§ **Given passage**
•••••
West of the Revolution by Claudio Saunt

An Uncommon History of 1776

West of the Revolution: An Uncommon History of 1776 Cover

In 1776 the Continental Congress claimed independence for our colonies. Philadelphia and Boston were the stages of those historical events. Now comes Claudio Saunt, from the University of Georgia, to declare that in 1776 the Russians chased sea otters into the Aleut villages of Alaska; the British stepped up their fur trade from Hudson Bay, busily “conquering” the continent with that enterprise; the Spanish put down roots in San Franciso. All these events disturbed the native inhabitants of North America.

To me the most interesting 1776 event (apart from the one mentioned at the outset of this post) was the establishment of the Lakota nation in the Badlands. According to Saunt, the Lakotas moved away from the rolling prairie where I was born and discovered the buffalo and a holy land to the west, in what is now South Dakota. A Sioux leader and historian reported the “discovery” of the Badlands in 1776 to “put the Lakota Nation and the United States on an equal footing.” Here are some quotations from that chapter of Saunt’s readable history.

“If accounts are accurate, the Lakotas were establishing their supremacy on the Great Plains around the time British colonists disguised themselves as Indians and dumped tea into Boston Harbor.” “West of the Missouri River the Lakotas encountered enormous herds of bison, a resource that appeared to be limitless. One herd, drawn to the high-protein short grasses in that region, reportedly stretched…150 miles…The awe-inspiring bounty inspired Lakotas to reorient their economy.” “…by mid century Plains Indian men were taller than any documented population in the entire world, standing about a half inch above European Americans and towering a full two to five inches over their sickly European counterparts…Their impressive stature is attributable to the profits of the bison economy.” “In the years since the Lakota migration, the Black Hills had become the mythic birthplace of their nation, the geographic equivalent of the Declaration of Independence. The Hills “hold their ‘Mother’s heart and pulse’…the heart of the earth, the center of our origin stories, spiritual history and sacred places”.
•••••
§ **Given records**

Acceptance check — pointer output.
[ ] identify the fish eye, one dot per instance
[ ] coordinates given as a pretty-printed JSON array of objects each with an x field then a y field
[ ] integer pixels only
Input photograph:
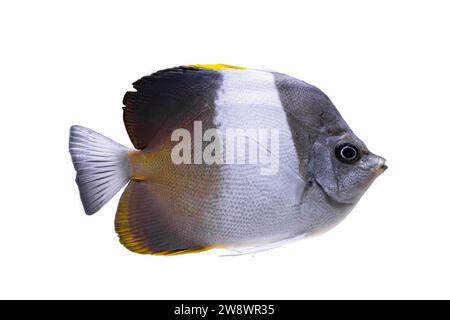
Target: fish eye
[{"x": 347, "y": 153}]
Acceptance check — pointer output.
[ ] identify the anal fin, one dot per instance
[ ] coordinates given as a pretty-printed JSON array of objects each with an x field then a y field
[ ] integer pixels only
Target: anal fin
[{"x": 145, "y": 227}]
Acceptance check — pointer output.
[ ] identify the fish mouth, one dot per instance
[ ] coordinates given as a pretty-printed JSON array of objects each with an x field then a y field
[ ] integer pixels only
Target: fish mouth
[{"x": 381, "y": 166}]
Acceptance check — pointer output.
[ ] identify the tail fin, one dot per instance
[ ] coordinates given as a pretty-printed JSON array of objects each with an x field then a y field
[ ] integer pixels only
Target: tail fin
[{"x": 102, "y": 166}]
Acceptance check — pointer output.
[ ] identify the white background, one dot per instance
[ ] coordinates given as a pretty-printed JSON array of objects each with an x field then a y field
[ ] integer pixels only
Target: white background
[{"x": 385, "y": 65}]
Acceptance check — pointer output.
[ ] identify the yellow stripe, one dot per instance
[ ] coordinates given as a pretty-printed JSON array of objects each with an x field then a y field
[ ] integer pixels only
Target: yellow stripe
[
  {"x": 127, "y": 238},
  {"x": 218, "y": 67}
]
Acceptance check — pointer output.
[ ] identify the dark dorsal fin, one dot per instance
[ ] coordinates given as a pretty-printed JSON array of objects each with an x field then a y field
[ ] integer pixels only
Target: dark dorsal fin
[{"x": 165, "y": 98}]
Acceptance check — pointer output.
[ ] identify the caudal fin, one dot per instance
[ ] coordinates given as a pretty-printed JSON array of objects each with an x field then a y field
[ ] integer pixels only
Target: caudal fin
[{"x": 102, "y": 167}]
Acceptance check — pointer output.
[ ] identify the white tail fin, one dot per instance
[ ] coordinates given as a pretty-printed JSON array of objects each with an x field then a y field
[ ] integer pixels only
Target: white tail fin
[{"x": 102, "y": 167}]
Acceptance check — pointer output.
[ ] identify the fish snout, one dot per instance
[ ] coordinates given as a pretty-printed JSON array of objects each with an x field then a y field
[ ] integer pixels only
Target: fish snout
[{"x": 380, "y": 165}]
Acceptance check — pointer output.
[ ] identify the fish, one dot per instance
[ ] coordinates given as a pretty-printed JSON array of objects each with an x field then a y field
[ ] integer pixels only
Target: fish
[{"x": 191, "y": 186}]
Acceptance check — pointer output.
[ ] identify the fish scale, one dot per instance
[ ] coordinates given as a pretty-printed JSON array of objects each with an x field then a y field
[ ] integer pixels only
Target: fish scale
[{"x": 308, "y": 185}]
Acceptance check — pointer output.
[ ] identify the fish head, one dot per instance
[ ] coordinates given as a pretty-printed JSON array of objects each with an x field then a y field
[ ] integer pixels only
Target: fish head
[{"x": 344, "y": 167}]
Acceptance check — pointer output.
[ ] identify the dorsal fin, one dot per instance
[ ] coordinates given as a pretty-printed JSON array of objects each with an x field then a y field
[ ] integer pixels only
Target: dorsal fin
[{"x": 165, "y": 98}]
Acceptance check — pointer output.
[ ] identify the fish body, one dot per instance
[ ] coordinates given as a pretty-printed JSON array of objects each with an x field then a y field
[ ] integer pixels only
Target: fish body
[{"x": 308, "y": 181}]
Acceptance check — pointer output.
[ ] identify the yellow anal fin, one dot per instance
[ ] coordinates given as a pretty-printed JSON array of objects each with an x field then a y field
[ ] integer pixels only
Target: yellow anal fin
[
  {"x": 141, "y": 227},
  {"x": 218, "y": 67}
]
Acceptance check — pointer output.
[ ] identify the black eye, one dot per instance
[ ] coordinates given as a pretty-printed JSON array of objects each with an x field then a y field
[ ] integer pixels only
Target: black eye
[{"x": 347, "y": 153}]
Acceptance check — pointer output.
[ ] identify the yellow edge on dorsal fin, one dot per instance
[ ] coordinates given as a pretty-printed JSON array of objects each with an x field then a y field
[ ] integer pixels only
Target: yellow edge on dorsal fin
[{"x": 218, "y": 67}]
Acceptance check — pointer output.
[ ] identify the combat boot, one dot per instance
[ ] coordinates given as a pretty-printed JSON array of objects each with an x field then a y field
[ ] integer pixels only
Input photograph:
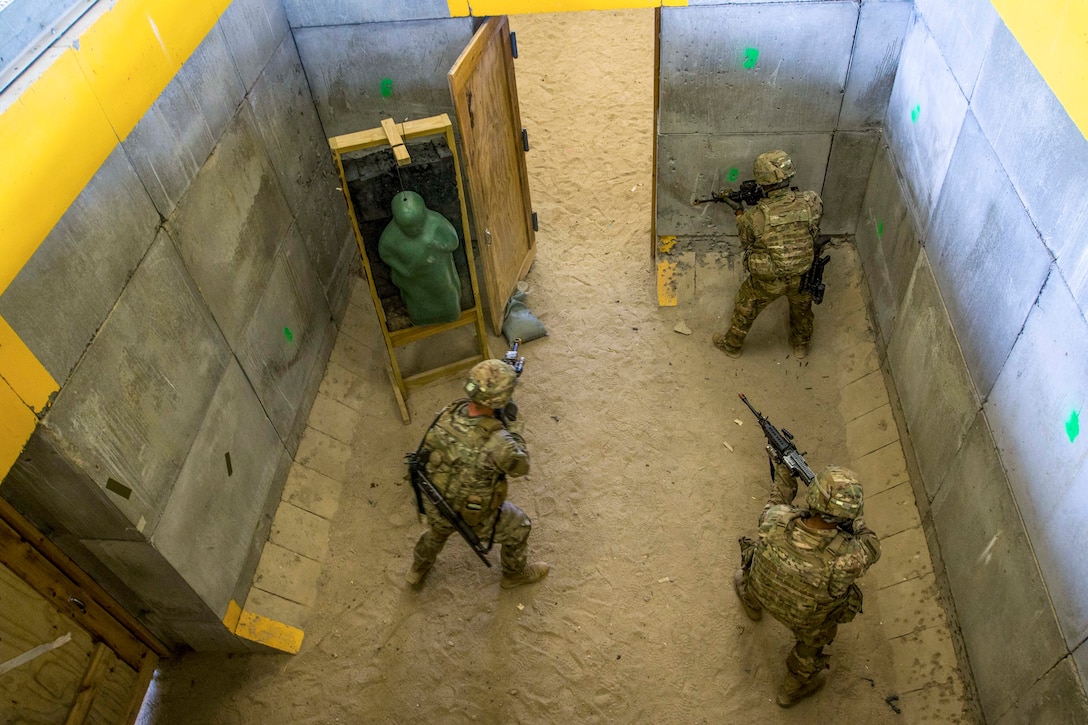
•••••
§ **Task objective**
Answer these questions from the post about West of the Revolution:
(a) At which university is Claudio Saunt?
(b) From where did the British step up their fur trade?
(c) How far did one bison herd west of the Missouri River reportedly stretch?

§ **Result of the task**
(a) The University of Georgia.
(b) From Hudson Bay.
(c) About 150 miles.